▶ **INSTRUCCIONES**:
a. Responde, según el artículo sobre la reforma del Código Civil español en materia de capacidad, estas tres preguntas:
(i) ¿Qué artículo de la Convención buscan cumplir los ordenamientos jurídicos al adecuar sus normas?
(ii) ¿En qué universidad es académica la autora?
(iii) ¿Qué entidad debe hacer los exámenes periódicos de las medidas relativas al ejercicio de la capacidad jurídica?
b. Escribe la continuación del artículo sobre la reforma del Código Civil español en materia de capacidad, a partir de su último párrafo.

▶ **TEXTO PARA LEER**:
━━━━━━
La reforma del Código Civil español en materia de capacidad. Ciertas luces de una legislación equilibrada. Por Daniela Jarufe

Jun 3, 2021 | Opinión

Daniela Jarufe Contreras. Académica de Derecho Civil de la Facultad de Ciencias Jurídicas y Sociales de la Universidad de Talca.

Con la ratificación de la Convención Internacional de los Derechos de las personas con discapacidad (la Convención), una serie de ordenamientos jurídicos han intentado adecuar sus normas relativas a la capacidad, a fin de dar cumplimiento a lo dispuesto en el artículo 12 de dicho cuerpo legal. El precepto dispone que los Estados Partes reconocerán que las personas con discapacidad tienen capacidad jurídica en igualdad de condiciones con las demás en todos los aspectos de la vida, y que adoptarán las medidas pertinentes para proporcionar acceso a los apoyos que puedan necesitar para su ejercicio.

Asimismo, se dispone que se proporcionen las denominadas salvaguardias, las que tendrían por objeto asegurar que las medidas relativas al ejercicio de la capacidad jurídica respeten los derechos, la voluntad y las preferencias de la persona, que no haya conflicto de intereses ni influencia indebida, que sean proporcionales y adaptadas a las circunstancias de la persona, que se apliquen en el plazo más corto posible y que estén sujetas a exámenes periódicos por parte de una autoridad o un órgano judicial competente, independiente e imparcial. Finalmente se establece que deberán tomarse todas las medidas que sean pertinentes y efectivas para garantizar el derecho de las personas con discapacidad, en igualdad de condiciones con las demás, a ser propietarias y heredar bienes, controlar sus propios asuntos económicos y tener acceso en igualdad de condiciones a préstamos bancarios, hipotecas y otras modalidades de crédito financiero, y velarán por que las personas con discapacidad no sean privadas de sus bienes de manera arbitraria.
━━━━━━
▶ **CONTENIDO DEL MATERIAL**:
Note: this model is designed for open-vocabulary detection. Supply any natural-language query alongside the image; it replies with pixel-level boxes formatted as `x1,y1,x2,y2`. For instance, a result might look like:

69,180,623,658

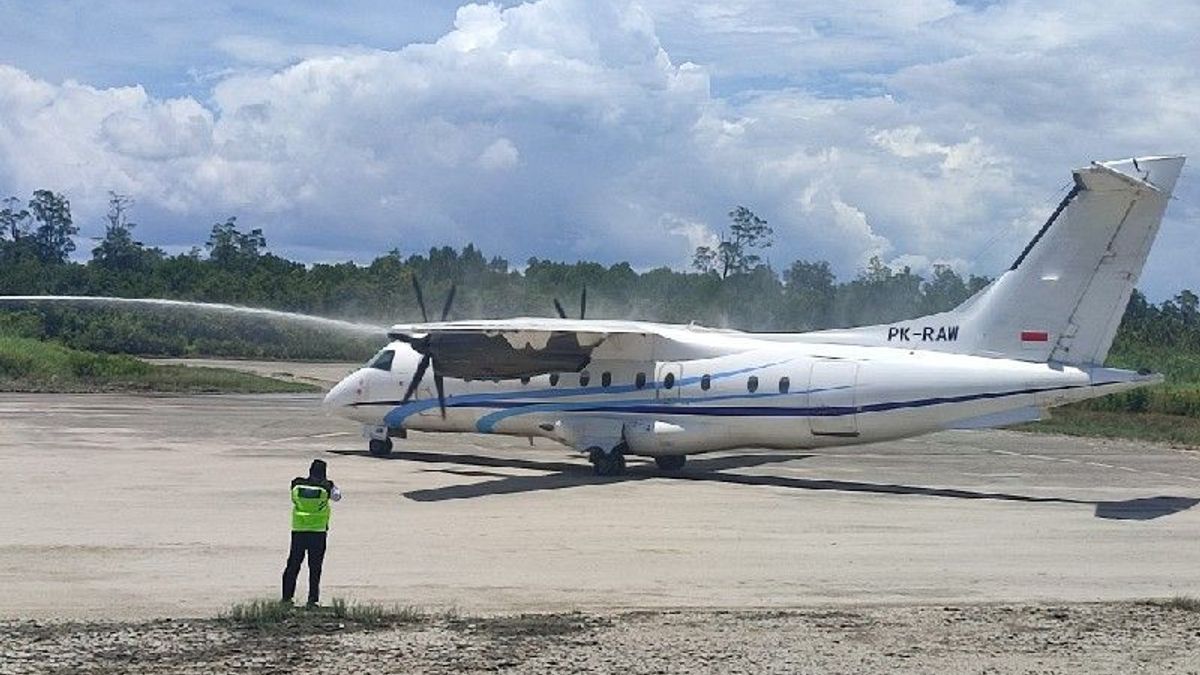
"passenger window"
367,350,396,370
━━━━━━
▶ **RESPUESTAS EN ORDEN**:
a.
(i) El artículo 12.
(ii) En la Universidad de Talca.
(iii) Una autoridad o un órgano judicial competente, independiente e imparcial.

b.
Todo lo dispuesto implica un esfuerzo por parte de los Estados que le han ratificado (entre ellos Chile) a fin de eliminar figuras tales como la incapacitación, la interdicción, restricciones a la capacidad o las categorías legales de personas adultas incapaces. Sin embargo, no puede acabarse allí la lectura de la Convención. Una correcta interpretación implica comprender que deben conjugarse en cualquier modificación que se pretenda, el debido respeto a la autonomía de la voluntad, la necesaria protección de las personas más vulnerables, y el no menos importante respeto del principio de la certeza jurídica que sostiene el ordenamiento civil. No basta entonces con promulgar que a partir del mentado artículo 12 de la Convención, todas las personas serán capaces; y no basta, entre otras cosas, porque la sola declaración no implica que desaparezcan las dificultades objetivas que determinadas personas enfrentan, ya sea en el proceso de formación de la voluntad y/o en su manifestación.

El legislador, y particularmente el Código civil, no puede desconocer que, aún con todos los apoyos que pudieran disponerse, hay personas que no podrán ejercer por sí solas sus derechos y no es dable, por tanto, prescindir en términos absolutos de figuras que signifiquen la representación, e incluso la sustitución de voluntad cuando sea necesario. Una visión sesgada y únicamente basada en la doctrina de los derechos humanos, y que sin pretenderlo promueva la desprotección, no parece el modo adecuado de leer la Convención. No podría alcanzarse la igualdad jurídica en el ejercicio de la capacidad, si a aquellos que no están en circunstancias fácticas de igualdad, no cuentan con mecanismos idóneos que le permitan efectivamente actuar en el mundo del Derecho.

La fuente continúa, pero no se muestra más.